Input START

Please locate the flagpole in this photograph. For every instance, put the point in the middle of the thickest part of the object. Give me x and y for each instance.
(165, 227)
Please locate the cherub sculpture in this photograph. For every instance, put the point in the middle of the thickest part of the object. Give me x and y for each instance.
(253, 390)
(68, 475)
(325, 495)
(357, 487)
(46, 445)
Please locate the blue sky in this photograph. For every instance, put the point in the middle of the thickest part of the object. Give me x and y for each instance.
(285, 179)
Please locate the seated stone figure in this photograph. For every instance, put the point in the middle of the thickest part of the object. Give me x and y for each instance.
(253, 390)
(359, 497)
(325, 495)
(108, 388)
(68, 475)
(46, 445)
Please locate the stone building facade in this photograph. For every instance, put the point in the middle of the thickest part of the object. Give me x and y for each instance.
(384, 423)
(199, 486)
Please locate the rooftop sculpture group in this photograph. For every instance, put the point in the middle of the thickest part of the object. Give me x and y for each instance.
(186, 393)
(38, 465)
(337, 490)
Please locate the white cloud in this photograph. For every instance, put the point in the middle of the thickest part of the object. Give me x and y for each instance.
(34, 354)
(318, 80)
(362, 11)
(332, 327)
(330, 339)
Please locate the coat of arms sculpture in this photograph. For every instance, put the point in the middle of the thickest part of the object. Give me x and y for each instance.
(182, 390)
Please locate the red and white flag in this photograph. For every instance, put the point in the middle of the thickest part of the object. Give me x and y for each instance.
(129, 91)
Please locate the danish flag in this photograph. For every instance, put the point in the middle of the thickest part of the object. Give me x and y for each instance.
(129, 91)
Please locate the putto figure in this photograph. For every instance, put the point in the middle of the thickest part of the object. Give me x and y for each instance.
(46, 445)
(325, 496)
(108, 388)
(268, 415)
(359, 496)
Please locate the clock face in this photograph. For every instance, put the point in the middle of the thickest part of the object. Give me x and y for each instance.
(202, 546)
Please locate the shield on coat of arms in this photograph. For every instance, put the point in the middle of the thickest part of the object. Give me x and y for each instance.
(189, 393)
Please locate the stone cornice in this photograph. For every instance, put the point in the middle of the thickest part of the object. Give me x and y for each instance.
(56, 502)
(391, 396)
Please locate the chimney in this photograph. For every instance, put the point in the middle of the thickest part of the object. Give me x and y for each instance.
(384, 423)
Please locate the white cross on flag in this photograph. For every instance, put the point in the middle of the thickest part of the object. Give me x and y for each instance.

Input END

= What you are asked to do =
The answer must be the complete set of entries, retyped exactly.

= Solution to the exercise =
Please locate the flagpole in this photograph. For every instance, put the point in the middle of the thickest part of the object. Give me x and y for each instance.
(165, 227)
Please locate the cherub sculpture in this photograph. For every instance, put the point in the middle of the thickest part of the object. Give me x and y for each instance.
(253, 390)
(68, 475)
(325, 495)
(357, 487)
(46, 445)
Please locate the blue sky in this photograph. For every instance, put the point in the middle of the thickest part of the object. Give me x and y for each instance.
(285, 179)
Please locate the seated stone figure in this photograph. For every instance, put the point in the middle of the thickest part of the object. Give me x and y for each instance.
(253, 390)
(359, 497)
(325, 495)
(108, 388)
(68, 475)
(46, 445)
Please locate the stone building facade in this photograph. For every instance, put the point in the middle of the thickest part of the object. Give me x and y for each instance.
(384, 423)
(199, 486)
Please locate the rooftop sculpture group in this photograph. For every instance, put the point in the middle of the thickest part of the object. Give me x and y for each instance.
(186, 393)
(38, 465)
(337, 490)
Please locate the white cloud in this photograph. For every instance, put the point in the middle of the thickest part of the object. Give me x and y for each instance.
(34, 354)
(318, 80)
(362, 11)
(332, 327)
(330, 339)
Please locate the coat of arms sculpture in this photograph. For every instance, put the point in the middle of the thickest part of the object. Give me x and y for each instance.
(182, 390)
Please locate the red and white flag in this photograph. For every instance, put the point in the middle of the thickest part of the object. Give me x and y for each instance.
(129, 91)
Please locate the danish flag in this photograph. For every instance, put the point in the middle of the thickest part of the object. Give me x and y for each instance.
(129, 91)
Please locate the putto figure in this photograph. For every instance, put the point in the middle of the thickest part of the object. Give me x and y for each instance.
(46, 445)
(325, 496)
(108, 388)
(268, 415)
(359, 496)
Please locate the clock face in this photograph. For every instance, put the point in the middle of the thickest part of the object. Give me x and y for each instance.
(202, 546)
Please locate the shield on coat of arms in this photograph. For every instance, put the point in the middle of the thickest part of the object. Give me x and y for each instance.
(189, 393)
Please locate the stone cornice in this photograph. For every instance, put the point in the middle of the thickest part of the object. Give me x and y for each instance.
(56, 502)
(391, 396)
Please locate the chimney in this photograph. For every instance, put the point in the middle of the thickest part of the object. Give me x and y for each instance.
(384, 423)
Please locate the white cross on flag in this photograph. For every instance, put the point in the middle of the thickest part of the object. Give me x and y for each instance.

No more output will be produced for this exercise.